Record excerpts:
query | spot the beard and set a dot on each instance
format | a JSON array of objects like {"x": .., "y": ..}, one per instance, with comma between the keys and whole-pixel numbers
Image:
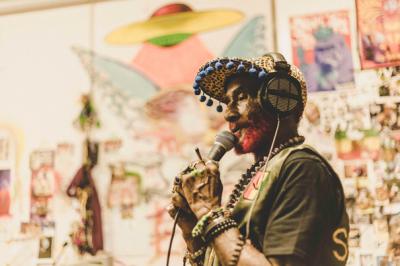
[{"x": 254, "y": 138}]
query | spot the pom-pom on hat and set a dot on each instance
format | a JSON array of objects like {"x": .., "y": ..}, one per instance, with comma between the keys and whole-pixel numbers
[{"x": 212, "y": 76}]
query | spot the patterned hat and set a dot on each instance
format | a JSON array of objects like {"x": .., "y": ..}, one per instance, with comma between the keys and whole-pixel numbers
[{"x": 211, "y": 78}]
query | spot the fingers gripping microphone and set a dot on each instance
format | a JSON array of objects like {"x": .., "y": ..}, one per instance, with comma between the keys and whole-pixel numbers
[{"x": 224, "y": 141}]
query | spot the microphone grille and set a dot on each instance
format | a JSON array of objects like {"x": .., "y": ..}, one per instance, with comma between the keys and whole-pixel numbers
[{"x": 227, "y": 139}]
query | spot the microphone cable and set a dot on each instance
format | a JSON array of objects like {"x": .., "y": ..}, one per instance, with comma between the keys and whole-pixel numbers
[
  {"x": 264, "y": 171},
  {"x": 172, "y": 236}
]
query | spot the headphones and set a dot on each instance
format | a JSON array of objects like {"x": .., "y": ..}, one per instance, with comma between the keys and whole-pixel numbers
[{"x": 280, "y": 93}]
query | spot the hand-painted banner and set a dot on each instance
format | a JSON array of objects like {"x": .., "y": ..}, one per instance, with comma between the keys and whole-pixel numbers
[
  {"x": 378, "y": 23},
  {"x": 321, "y": 48}
]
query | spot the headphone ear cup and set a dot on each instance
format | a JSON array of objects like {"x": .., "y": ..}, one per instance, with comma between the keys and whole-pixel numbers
[{"x": 280, "y": 94}]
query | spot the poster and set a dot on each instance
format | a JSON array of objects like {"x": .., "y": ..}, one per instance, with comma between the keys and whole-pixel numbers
[
  {"x": 321, "y": 48},
  {"x": 378, "y": 23},
  {"x": 5, "y": 198}
]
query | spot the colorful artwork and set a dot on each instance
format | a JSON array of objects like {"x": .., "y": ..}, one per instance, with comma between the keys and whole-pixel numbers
[
  {"x": 45, "y": 182},
  {"x": 167, "y": 94},
  {"x": 124, "y": 191},
  {"x": 5, "y": 198},
  {"x": 378, "y": 24},
  {"x": 321, "y": 48}
]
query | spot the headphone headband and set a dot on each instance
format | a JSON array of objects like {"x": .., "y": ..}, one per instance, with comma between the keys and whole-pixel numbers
[{"x": 280, "y": 93}]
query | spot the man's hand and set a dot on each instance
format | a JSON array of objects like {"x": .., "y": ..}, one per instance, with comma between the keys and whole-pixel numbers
[
  {"x": 202, "y": 188},
  {"x": 186, "y": 221}
]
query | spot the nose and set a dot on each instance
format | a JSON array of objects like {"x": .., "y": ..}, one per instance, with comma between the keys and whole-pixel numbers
[{"x": 231, "y": 115}]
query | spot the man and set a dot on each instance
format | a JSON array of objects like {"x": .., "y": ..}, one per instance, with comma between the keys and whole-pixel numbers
[{"x": 288, "y": 209}]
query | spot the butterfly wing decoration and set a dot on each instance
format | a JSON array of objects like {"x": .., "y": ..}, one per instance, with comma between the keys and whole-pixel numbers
[
  {"x": 249, "y": 41},
  {"x": 124, "y": 88}
]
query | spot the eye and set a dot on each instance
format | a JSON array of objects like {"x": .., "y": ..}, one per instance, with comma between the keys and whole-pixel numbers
[{"x": 242, "y": 96}]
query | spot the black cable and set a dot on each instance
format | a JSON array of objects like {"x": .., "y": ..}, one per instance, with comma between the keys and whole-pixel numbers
[{"x": 172, "y": 236}]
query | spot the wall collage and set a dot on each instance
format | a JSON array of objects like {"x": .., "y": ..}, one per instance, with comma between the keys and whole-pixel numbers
[{"x": 109, "y": 117}]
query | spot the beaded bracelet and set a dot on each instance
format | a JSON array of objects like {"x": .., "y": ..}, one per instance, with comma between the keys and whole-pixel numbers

The problem:
Render the lines of the data from the one containing "query | spot the eye" through the end of the data, both inclusive, as a numbered list with blank lines omitted.

Exercise answer:
1. query | spot the eye and set a dot on each instance
2. format | a JSON array of objects like {"x": .., "y": ..}, one per instance, with comma between the keys and whole-pixel numbers
3. [{"x": 242, "y": 96}]
4. query | spot the black cable and set a dot on each instance
5. format | a JSON array of objects like {"x": .., "y": ..}, one per instance, with comma between the keys and whole-pixel numbers
6. [{"x": 172, "y": 236}]
7. query | spot the wall collage and set a dot on each instance
8. format | a JSON array of objects like {"x": .., "y": ..}, one per instance, with comma between the keys and whole-pixel numbers
9. [{"x": 109, "y": 117}]
10. query | spot the beaded bracelet and set a dot on each instance
11. format | a JSON array of objects like {"x": .., "y": ..}, one per instance, with comma between the keys and whole-pixel numbers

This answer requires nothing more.